═════ Alıntı metin

18 Ağustos 2016 Perşembe

Ağlamak İstiyorum

    Ağlamak istiyorum. Gözyaşlarımı saklama gereği hissetmeden. Güçsüzlüğümü saklamaya çalışmadan. Kimselerin görmediği, sesimi kimsenin duymayacağı bir yerde. Hıçkıra hıçkıra ağlamak istiyorum. Ve çevremde nazımı çekecek insanlar istiyorum. Moralim bozukken kurduğum cümlelerin veya asık suratımın altında mânâ aramayacak insanlar. Derdim artık içime sığmayıp küçük ipuçları verdiğimde, kendi dertlerinin büyüklüğünden dem vurup, herkesin dertli ama ayakta olduğunu söylemeyecek insanlar. Çocuğu olmayan veya çocuğunu kaybeden insanları anlatıp halime şükretmemi isteyenleri de istemiyorum. Ben sadece ağlamak istiyorum. Biraz rahatlamak. Veya sadece kafa dağıtmak. Akşam yemeğini, çocukların uykusunu, çantaya koymayı unuttuğum bir şey var mı diye düşünmeden çıkmak. Lunaparkta rahat rahat çığlık atmak, vitrinlere boş gözlerle bakmak, kiloları düşünmeden abur cubur yemek, müzik dinlemek, küçük bir parkın havuzunu seyrederken düşüncelere dalmak saate aldırmadan. Oynayan çocuklara bakmak, sadece gülümseyerek. Çok büyük şeyler istemiyorum. Deniz kenarı veya cıvıldayan kuşlar filan. Ben sadece bir günlüğüne tekrar çocuk olmak istiyorum.

══════════

__Yapılacaklar__
a) Ağlama isteğini anlatan yazının son cümlesine göre anlatıcı bir günlüğüne ne olmak istiyor?
b) Ağlama isteğini anlatan yazıyı kaldığı yerden sürdürün.

═════ Ham kayıtlar

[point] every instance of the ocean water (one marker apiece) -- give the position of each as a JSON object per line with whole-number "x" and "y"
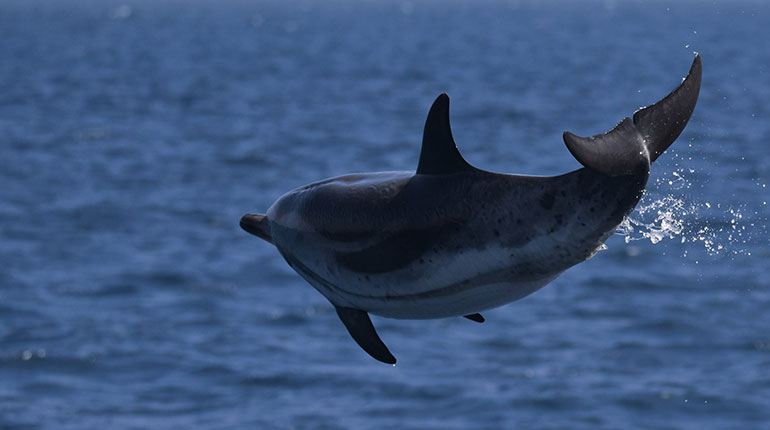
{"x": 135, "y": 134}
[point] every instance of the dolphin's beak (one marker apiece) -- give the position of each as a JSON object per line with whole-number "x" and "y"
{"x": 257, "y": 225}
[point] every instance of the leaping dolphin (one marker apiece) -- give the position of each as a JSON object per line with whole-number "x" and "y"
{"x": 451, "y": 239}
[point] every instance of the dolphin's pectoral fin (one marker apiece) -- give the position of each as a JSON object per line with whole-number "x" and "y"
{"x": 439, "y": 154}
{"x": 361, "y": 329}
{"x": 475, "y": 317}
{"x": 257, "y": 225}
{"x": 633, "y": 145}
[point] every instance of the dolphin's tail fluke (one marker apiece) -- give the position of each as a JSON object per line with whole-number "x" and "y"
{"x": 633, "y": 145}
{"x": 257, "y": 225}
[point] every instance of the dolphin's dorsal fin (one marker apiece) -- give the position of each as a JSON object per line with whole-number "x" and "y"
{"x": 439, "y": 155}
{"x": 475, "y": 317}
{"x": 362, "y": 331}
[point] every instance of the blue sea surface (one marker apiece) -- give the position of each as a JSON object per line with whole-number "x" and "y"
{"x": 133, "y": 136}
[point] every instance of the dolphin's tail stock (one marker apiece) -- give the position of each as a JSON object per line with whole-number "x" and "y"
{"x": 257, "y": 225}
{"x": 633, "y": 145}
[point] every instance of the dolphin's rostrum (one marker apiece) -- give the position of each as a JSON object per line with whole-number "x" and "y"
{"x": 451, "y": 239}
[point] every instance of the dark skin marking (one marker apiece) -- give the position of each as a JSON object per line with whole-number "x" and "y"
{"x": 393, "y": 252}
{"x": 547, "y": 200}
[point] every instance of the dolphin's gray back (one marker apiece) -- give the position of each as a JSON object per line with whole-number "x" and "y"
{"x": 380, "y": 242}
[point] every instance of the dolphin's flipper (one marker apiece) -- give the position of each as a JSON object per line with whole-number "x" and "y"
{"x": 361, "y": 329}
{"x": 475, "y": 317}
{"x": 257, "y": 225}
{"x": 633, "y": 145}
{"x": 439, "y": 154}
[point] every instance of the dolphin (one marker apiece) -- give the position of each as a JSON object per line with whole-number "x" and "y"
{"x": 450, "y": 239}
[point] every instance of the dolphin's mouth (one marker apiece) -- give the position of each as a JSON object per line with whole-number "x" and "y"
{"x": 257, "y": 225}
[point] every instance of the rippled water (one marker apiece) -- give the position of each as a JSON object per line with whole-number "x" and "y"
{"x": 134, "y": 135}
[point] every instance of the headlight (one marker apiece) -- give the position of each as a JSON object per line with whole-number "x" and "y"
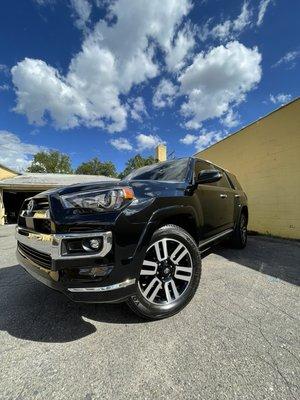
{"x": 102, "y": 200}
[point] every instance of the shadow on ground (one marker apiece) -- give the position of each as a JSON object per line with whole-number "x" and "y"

══════════

__Yazılı cevaplar__
a) Tekrar çocuk olmak istiyor.

b)
Robot değilim ben. İnsanım hemde fazlasıyla duygusal bir insan. Yorulduğum zamanlar olacak elbette. Bu benim halinden şikayetçi, mutsuz veya güçsüz olduğumu göstermez. Eğer siz de ağlayan bir kadın görürseniz bilin ki onun akıl almaya değil sadece bir dosta, veya anlayışa o da olmadı sadece sessizliğe ihtiyacı vardır. Ona bir omuz verin, bir mendil verin ya da en iyisi bir fincan kahve verin. Ne güzel demişler
 "Gönül ne kahve ister ne kahvehane;
Gönül sohbet ister, kahve bahane"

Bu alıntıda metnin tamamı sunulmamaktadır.